### [Data shown]
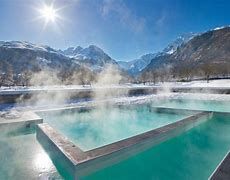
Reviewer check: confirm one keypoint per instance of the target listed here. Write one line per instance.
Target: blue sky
(125, 29)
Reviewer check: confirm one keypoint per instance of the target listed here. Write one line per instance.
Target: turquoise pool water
(97, 127)
(22, 157)
(206, 105)
(191, 155)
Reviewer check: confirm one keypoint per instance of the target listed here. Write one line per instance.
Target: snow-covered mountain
(92, 56)
(135, 66)
(172, 47)
(208, 50)
(23, 56)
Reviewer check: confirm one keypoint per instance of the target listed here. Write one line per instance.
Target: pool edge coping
(79, 158)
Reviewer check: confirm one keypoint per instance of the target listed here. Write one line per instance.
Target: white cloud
(123, 13)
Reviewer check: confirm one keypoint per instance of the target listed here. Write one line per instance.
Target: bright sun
(48, 13)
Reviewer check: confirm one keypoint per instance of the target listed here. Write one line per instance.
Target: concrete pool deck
(77, 162)
(19, 120)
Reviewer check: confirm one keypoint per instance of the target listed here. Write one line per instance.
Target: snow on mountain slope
(172, 47)
(92, 56)
(135, 66)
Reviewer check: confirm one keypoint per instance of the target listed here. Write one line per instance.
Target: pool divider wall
(223, 169)
(26, 121)
(76, 162)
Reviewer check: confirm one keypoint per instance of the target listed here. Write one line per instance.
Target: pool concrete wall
(222, 171)
(77, 163)
(26, 120)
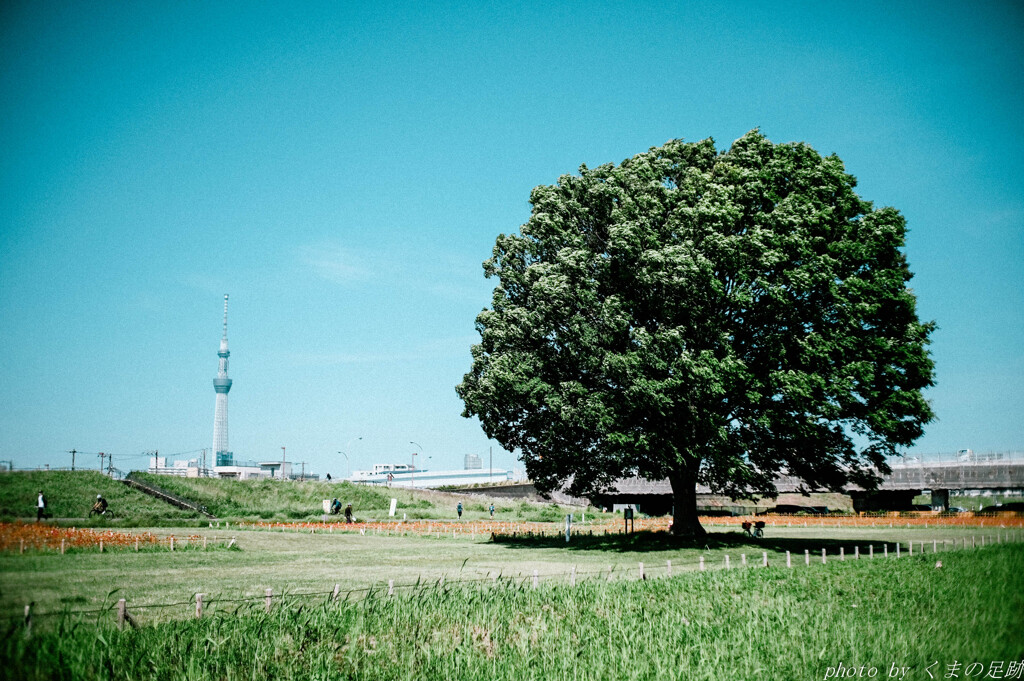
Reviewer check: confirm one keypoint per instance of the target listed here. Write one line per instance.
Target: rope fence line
(641, 571)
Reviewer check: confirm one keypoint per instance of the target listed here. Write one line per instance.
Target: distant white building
(403, 475)
(239, 470)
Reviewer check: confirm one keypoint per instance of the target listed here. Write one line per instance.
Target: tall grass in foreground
(756, 624)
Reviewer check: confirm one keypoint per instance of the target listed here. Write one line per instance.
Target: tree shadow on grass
(648, 542)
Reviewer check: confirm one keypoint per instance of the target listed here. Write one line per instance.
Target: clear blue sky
(342, 171)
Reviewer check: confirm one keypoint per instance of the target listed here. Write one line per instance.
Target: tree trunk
(684, 498)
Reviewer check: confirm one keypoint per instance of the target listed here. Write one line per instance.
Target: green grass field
(752, 624)
(464, 606)
(294, 561)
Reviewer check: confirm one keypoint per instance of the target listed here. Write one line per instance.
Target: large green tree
(710, 317)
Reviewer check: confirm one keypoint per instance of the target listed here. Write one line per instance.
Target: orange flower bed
(440, 527)
(44, 537)
(887, 520)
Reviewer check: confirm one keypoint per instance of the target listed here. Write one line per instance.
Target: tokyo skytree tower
(221, 384)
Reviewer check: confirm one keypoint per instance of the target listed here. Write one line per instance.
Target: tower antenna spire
(221, 384)
(225, 316)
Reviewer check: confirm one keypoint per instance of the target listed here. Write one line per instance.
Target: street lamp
(412, 475)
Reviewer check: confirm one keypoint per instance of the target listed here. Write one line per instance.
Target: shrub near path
(756, 625)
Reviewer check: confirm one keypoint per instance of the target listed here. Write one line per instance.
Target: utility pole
(412, 474)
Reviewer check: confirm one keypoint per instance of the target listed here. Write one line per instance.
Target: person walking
(99, 508)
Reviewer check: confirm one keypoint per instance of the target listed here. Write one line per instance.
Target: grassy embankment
(71, 495)
(276, 500)
(742, 625)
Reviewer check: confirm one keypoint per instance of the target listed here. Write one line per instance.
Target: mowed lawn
(293, 561)
(896, 619)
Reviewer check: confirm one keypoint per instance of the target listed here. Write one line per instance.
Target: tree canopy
(709, 316)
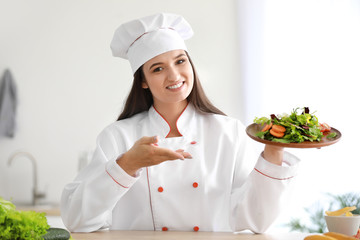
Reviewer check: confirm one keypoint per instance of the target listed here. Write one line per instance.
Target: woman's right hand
(146, 153)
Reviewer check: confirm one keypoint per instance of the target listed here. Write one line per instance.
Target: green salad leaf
(300, 125)
(21, 225)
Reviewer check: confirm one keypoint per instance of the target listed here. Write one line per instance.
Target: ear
(144, 85)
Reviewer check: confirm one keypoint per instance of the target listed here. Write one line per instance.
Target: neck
(171, 113)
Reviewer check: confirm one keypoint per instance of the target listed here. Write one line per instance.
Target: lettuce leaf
(21, 225)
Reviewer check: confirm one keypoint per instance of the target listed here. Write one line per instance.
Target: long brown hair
(140, 99)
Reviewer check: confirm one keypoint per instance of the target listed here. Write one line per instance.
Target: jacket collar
(184, 123)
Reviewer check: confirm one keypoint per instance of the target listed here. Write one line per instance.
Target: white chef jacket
(220, 189)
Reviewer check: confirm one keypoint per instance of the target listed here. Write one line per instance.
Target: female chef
(173, 161)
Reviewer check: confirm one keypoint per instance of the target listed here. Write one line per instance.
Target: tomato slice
(324, 127)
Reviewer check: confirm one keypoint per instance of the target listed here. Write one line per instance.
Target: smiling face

### [Assigned task]
Set down only these lines, exactly: the line containing "Target: neck" and each line after it, through the end of the listing.

### [Output]
Target: neck
(171, 113)
Reviewer check: confirm one keypoint per instance of the target listed here. Write one line per instance.
Target: lettuce leaf
(21, 225)
Reviewer check: confirm one keypoint per instance of the target listed here. Write one line per instance.
Target: long brown hair
(140, 99)
Reviewer check: confirm one keypoint per instance of the target listed here. Write one line per instance.
Target: jacket collar
(184, 123)
Reviewer check: confirm one keypoint per instance of the target listed here. Write one line per instance.
Target: white chef jacket
(220, 189)
Reviewer check: confirm one keypoint per instance of the target listed here. Write one line per instance.
Target: female chef
(173, 161)
Reviewer check: confirm one keypoint per instance of the target listed here. Write one line per instance.
Target: tomato slice
(324, 127)
Reviewer check: confirm one keypoint per instance of the target listed here. Write one line per instance.
Target: smiling face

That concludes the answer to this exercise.